- _O que se pede_: Por favor, reescreva do trecho sobre o método etnográfico no jornalismo tudo o que vai de "Partindo do zero" até "uma comunidade, etc.", substituindo "investigador" por "pesquisador".

- _Trecho do texto_:
O profissional está assim sendo forçado a partir do zero, ou seja, sem conhecimento prévio das questões e situações que precisa analisar, contextualizar e checar. Em suma, é uma situação comparável a de um antropólogo encarregado de descobrir por que uma tribo perdida numa ilha do Pacífico tem resistência natural ao Coronavírus. Ele não sabe nada da tribo, da ilha e nem da doença. Terá que partir do zero. Foi com base em situações como esta que a antropologia desenvolveu o chamado método etnográfico, cuja especificidade é justamente lidar com situações desconhecidas para procurar descrevê-las e entendê-las.
Partindo do zero
O método etnográfico surge assim com uma possível alternativa para o desenvolvimento do jornalismo na conjuntura digital porque oferece ferramentas para um profissional lidar com situações complexas como as criadas pela Covid-19, pela crise ambiental, pela robotização da economia mundial, pela desigualdade social planetária e muitos outros temas sobre os quais estamos muito longe de um consenso e de um conhecimento completo.
Mas em que consiste a técnica básica da etnografia? Sem recorrer ao jargão acadêmico e nem às explicações científicas é possível caracterizar os procedimentos etnográficos da seguinte forma:
a) O investigador, no caso o jornalista, primeiro observa detalhadamente o objeto de seu trabalho, seja ele um indivíduo, conjunto de indivíduos, evento, paisagem natural, ações de um indivíduo ou de uma comunidade, etc.
b) A observação, obviamente, é influenciada pela experiência, cultura, nível econômico e de informação do investigador, mas ele deve estar consciente da necessidade de evitar que estes pressupostos influam no seu trabalho de documentação factual. Para ser o mais fiel possível ao tema de seu trabalho, o jornalista precisa despojar-se de todos os pressupostos e preconceitos para que a confiabilidade de seu informe não seja ameaçada;
c) A investigação, possivelmente, exigirá que o profissional se envolva com o objeto de sua pesquisa, no que os acadêmicos chamam de observação participante, atitude que os jornalistas tradicionais consideram uma heresia;
d) Os dados registrados a partir da observação participante ou não, são codificados, ou seja, organizados segundo critérios do próprio investigador e que são determinados pela frequência, relevância, etc. com que ocorrem na realidade estudada. Por exemplo: numa reportagem sobre testes na Covid, o repórter codifica as pessoas testadas por idade, sexo, profissão, residência ou classe social.

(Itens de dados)
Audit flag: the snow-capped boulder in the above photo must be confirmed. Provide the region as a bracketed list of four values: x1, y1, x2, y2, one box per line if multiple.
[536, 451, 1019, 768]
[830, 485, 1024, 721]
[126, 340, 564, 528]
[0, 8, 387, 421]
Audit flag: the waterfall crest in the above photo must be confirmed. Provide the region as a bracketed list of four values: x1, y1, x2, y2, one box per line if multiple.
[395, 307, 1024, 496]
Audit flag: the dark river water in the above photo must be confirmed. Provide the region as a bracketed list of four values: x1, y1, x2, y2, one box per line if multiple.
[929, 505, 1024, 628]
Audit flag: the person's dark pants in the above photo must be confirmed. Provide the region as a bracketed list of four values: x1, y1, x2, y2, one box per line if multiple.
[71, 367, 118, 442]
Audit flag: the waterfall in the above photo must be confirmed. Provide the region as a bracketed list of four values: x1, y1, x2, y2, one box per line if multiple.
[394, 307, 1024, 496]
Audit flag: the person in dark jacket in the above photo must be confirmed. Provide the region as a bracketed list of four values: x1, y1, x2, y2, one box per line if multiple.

--

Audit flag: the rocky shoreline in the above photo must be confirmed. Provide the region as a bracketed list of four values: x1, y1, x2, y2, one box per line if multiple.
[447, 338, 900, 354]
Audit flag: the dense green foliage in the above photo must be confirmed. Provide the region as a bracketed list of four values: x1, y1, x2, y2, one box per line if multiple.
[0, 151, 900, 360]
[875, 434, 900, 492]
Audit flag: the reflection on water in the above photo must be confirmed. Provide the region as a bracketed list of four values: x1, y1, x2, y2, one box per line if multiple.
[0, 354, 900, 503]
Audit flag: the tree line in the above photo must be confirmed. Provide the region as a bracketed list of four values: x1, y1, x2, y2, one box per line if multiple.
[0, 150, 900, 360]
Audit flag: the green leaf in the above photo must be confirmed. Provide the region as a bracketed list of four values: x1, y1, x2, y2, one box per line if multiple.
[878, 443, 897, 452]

---

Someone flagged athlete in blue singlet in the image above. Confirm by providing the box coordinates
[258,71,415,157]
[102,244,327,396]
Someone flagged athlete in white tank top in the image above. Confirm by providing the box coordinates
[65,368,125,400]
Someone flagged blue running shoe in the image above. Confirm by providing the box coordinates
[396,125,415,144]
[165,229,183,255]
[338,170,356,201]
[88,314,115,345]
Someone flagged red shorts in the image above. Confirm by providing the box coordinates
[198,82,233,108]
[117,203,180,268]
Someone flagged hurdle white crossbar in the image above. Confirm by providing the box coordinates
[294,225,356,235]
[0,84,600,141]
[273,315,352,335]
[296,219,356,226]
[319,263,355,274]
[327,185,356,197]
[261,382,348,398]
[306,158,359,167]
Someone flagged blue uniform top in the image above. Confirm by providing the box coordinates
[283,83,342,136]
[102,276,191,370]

- _Sua resposta_:
Partindo do zero
O método etnográfico surge assim com uma possível alternativa para o desenvolvimento do jornalismo na conjuntura digital porque oferece ferramentas para um profissional lidar com situações complexas como as criadas pela Covid-19, pela crise ambiental, pela robotização da economia mundial, pela desigualdade social planetária e muitos outros temas sobre os quais estamos muito longe de um consenso e de um conhecimento completo.
Mas em que consiste a técnica básica da etnografia? Sem recorrer ao jargão acadêmico e nem às explicações científicas é possível caracterizar os procedimentos etnográficos da seguinte forma:
a) O pesquisador, no caso o jornalista, primeiro observa detalhadamente o objeto de seu trabalho, seja ele um indivíduo, conjunto de indivíduos, evento, paisagem natural, ações de um indivíduo ou de uma comunidade, etc.